** start Source document **

#ceph IRC Log


IRC Log for 2011-04-28

Timestamps are in GMT/BST.

[0:09] * MarkN (~nathan@ has left #ceph
[0:26] * joshd (~jdurgin@ Quit (Ping timeout: 480 seconds)
[0:40] <yehudasa> Tv: added a code to FileStore.cc that uses MD5 (for now), but for some reason ceph::crypto::MD5 crashes in the MD5 constructor
[0:40] <Tv> yehudasa: funky
[0:40] <yehudasa> PK11_CreateDigestContext() returns NULL
[0:40] <Tv> yehudasa: can you write a standalone app with the same crash?
[0:40] <yehudasa> the ceph::crypto::init() is being called in common_init()
[0:41] <yehudasa> Tv: I can try
[0:45] <Tv> getting null out of that does seem like init was not done
[1:01] <Tv> 650MB log from mds after gzip -9 :(
[1:01] <Tv> we need to visit what's a realistic log level
[1:01] <Tv> even copying this data around takes too long
[1:04] <gregaf> any discussion about that will include adjusting our current logging levels
[1:04] <gregaf> we really only use 1,5,10,20
[1:04] <Tv> well the tests are explicitly kinda verbose
[1:04] <gregaf> and a lot of them are in areas of code that are now pretty safe
[1:05] <Tv> bumping them down from 20 and then you can bump them up when you want to seems probably better
[1:05] <Tv> i just don't have that sort of knowledge of the code yet
[1:06] <gregaf> yeah
[1:06] <gregaf> recompiling is a bitch, though...

** end Source document **

Directive a » Locate every line in the records that contains the string "wall" and copy each one in full. Case matters.

** start Data lines **

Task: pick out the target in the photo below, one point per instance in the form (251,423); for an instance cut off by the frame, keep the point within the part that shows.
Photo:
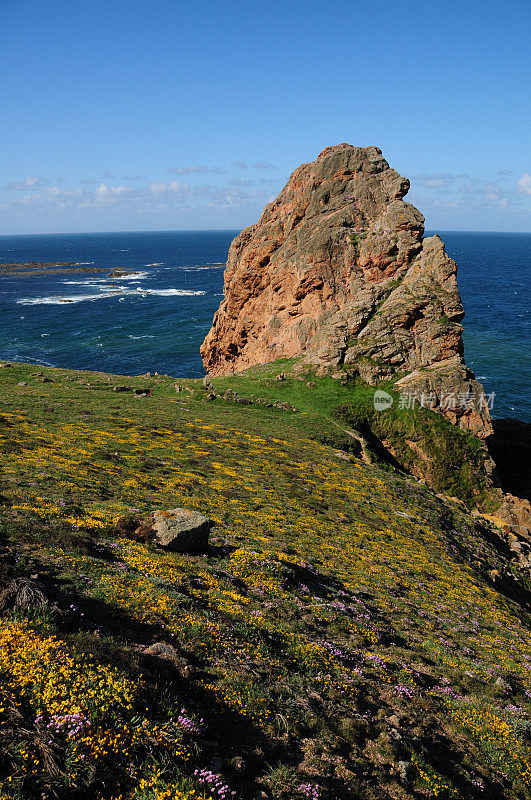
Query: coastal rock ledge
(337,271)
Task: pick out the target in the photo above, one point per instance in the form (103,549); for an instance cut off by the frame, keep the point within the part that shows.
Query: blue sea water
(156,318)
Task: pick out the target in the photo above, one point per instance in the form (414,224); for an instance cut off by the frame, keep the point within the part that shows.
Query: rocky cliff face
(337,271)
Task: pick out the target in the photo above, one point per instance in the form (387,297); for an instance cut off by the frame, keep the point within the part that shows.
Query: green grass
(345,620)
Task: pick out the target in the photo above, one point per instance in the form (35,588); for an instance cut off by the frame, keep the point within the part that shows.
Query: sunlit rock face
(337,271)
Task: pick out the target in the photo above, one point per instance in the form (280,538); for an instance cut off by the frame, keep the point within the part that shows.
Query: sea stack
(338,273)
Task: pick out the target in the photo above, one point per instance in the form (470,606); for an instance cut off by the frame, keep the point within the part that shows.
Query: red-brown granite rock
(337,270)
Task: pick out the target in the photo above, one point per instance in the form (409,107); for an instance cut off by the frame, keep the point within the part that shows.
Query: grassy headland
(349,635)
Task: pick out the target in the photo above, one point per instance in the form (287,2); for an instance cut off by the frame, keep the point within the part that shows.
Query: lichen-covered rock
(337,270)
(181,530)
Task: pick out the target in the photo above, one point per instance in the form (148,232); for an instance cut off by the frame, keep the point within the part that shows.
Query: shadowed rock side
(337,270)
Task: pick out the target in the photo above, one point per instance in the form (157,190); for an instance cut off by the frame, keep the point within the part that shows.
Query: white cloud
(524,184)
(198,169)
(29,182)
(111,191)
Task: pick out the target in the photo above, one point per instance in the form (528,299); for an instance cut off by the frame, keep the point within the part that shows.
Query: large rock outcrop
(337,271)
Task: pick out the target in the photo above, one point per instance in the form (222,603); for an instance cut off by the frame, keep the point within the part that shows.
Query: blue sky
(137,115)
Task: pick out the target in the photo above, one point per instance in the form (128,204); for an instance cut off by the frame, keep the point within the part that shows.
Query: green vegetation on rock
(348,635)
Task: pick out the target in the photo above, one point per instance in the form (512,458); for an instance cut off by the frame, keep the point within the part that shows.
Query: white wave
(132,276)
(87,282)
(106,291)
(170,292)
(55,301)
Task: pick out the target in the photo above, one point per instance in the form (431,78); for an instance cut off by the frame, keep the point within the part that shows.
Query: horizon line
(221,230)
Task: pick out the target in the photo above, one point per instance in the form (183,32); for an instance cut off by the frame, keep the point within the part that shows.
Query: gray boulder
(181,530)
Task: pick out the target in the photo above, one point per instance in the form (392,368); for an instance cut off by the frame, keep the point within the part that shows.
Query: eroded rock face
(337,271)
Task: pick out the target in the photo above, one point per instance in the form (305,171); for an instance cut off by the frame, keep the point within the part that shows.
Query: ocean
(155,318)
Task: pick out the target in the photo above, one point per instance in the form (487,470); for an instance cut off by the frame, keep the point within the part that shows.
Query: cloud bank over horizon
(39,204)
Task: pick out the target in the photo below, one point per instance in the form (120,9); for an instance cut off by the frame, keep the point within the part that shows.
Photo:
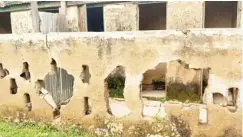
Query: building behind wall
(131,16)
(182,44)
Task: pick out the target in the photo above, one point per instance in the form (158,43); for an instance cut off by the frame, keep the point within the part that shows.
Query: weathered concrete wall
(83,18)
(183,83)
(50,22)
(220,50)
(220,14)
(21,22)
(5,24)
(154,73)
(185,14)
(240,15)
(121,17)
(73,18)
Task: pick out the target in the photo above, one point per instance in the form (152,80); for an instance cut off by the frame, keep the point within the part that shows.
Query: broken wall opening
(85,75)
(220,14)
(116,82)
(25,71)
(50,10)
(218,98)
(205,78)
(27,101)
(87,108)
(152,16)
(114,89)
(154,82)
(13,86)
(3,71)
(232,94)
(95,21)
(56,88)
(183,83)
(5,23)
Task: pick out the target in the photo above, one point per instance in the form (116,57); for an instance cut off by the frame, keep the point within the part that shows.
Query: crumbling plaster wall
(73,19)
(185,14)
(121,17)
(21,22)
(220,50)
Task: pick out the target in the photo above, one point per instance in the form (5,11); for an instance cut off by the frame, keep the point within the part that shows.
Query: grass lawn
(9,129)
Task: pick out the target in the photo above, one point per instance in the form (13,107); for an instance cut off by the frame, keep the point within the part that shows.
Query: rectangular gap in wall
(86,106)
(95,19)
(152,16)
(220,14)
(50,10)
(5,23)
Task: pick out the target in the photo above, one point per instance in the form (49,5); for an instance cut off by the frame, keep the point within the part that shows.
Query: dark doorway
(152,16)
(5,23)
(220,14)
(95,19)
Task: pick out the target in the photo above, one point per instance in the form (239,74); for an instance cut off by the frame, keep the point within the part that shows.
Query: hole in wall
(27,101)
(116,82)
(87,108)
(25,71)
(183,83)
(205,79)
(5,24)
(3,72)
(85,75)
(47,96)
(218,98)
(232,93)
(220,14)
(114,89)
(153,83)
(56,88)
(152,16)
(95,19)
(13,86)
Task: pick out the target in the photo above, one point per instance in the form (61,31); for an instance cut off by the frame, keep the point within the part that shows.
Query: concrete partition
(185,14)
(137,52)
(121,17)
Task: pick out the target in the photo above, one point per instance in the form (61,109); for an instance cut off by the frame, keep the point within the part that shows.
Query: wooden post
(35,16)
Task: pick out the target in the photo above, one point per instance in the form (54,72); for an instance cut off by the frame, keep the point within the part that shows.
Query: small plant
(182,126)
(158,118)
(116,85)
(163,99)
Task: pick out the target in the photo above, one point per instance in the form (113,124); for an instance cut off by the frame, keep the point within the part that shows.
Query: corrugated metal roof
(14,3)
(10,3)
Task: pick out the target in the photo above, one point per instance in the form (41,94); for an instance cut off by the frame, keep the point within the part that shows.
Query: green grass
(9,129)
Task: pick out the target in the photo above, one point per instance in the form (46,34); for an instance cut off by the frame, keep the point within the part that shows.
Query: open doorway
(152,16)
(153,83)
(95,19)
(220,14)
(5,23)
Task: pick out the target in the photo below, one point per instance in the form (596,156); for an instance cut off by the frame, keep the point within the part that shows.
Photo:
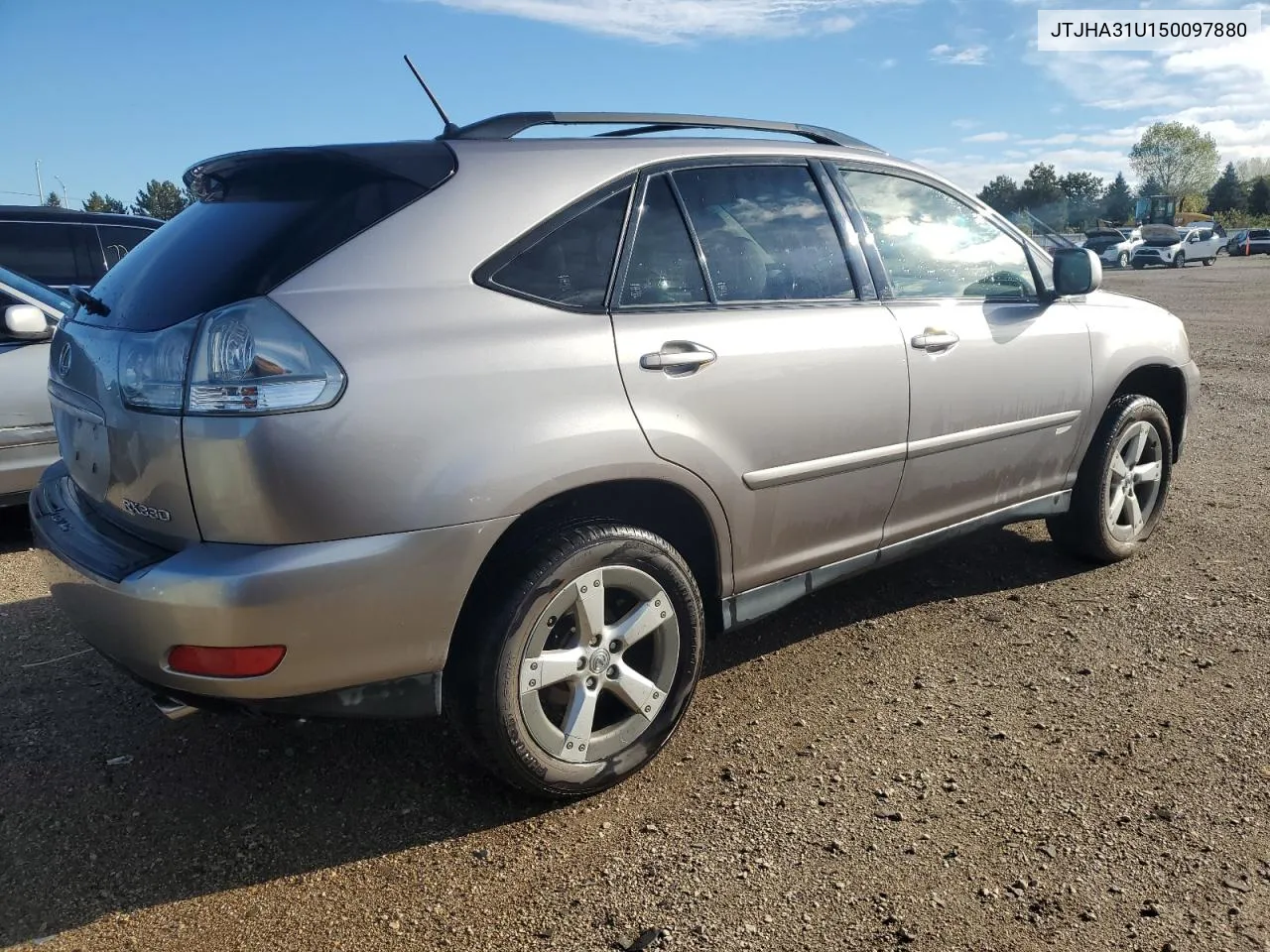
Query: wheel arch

** end Data lines **

Directive b » Translate this sentence from the IRC log into Spanish: "even copying this data around takes too long"

Exercise response a »
Query: building behind wall
Query: weathered concrete wall
Query: broken wall opening
Query: crumbling plaster wall
Query: rectangular gap in wall
Query: hole in wall

Exercise response b » Incluso copiar estos datos de un lado a otro tarda demasiado.